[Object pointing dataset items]
....

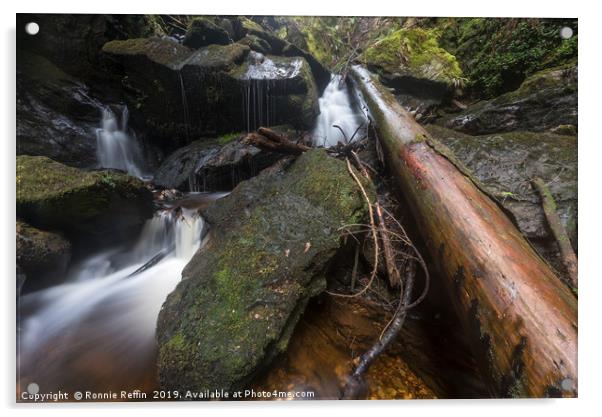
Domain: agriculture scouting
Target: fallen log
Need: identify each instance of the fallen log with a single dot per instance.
(521, 318)
(569, 259)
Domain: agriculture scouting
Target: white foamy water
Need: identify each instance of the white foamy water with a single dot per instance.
(336, 109)
(116, 147)
(99, 326)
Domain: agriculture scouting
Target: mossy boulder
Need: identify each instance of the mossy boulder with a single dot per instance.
(73, 41)
(41, 253)
(543, 101)
(213, 164)
(54, 196)
(241, 295)
(412, 60)
(505, 164)
(55, 115)
(176, 93)
(203, 31)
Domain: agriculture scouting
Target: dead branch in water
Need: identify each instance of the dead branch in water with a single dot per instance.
(392, 270)
(373, 232)
(355, 385)
(569, 259)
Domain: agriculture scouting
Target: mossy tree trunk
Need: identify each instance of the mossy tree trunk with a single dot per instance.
(521, 318)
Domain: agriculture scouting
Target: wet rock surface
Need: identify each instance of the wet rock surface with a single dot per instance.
(179, 93)
(505, 164)
(243, 292)
(40, 253)
(204, 31)
(209, 165)
(56, 116)
(411, 62)
(58, 197)
(542, 102)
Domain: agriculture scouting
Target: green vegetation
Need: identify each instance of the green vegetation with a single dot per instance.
(50, 194)
(415, 52)
(240, 300)
(228, 137)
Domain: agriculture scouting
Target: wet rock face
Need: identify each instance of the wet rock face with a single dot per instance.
(243, 292)
(56, 117)
(505, 163)
(40, 253)
(202, 31)
(179, 93)
(411, 61)
(101, 203)
(544, 101)
(212, 165)
(73, 41)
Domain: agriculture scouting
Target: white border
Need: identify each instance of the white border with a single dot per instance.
(590, 152)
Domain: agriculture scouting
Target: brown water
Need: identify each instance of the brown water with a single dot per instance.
(96, 333)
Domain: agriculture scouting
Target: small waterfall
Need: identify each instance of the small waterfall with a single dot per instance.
(259, 104)
(336, 108)
(98, 328)
(115, 147)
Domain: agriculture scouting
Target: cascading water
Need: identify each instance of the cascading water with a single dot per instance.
(336, 108)
(115, 147)
(97, 329)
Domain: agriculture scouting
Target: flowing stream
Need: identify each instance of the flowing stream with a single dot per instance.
(116, 147)
(97, 329)
(336, 108)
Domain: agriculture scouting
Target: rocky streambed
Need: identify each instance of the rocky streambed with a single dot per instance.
(186, 259)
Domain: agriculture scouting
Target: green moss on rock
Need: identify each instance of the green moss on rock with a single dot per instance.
(53, 195)
(157, 50)
(416, 53)
(203, 31)
(243, 292)
(39, 251)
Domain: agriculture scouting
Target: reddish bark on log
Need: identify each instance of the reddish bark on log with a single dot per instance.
(521, 318)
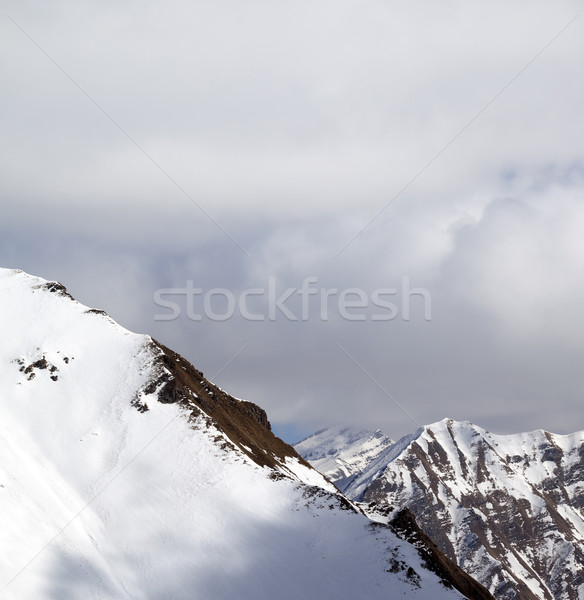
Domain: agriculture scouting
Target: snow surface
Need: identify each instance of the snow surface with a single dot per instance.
(101, 501)
(341, 453)
(518, 485)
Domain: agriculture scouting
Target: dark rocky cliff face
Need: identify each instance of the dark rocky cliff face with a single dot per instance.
(244, 423)
(507, 509)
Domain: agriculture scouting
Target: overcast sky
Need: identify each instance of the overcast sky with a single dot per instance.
(364, 145)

....

(Aim of the task)
Count how many lines of the items above contain the word "foamy", and reply with only that number.

(Answer to this task)
2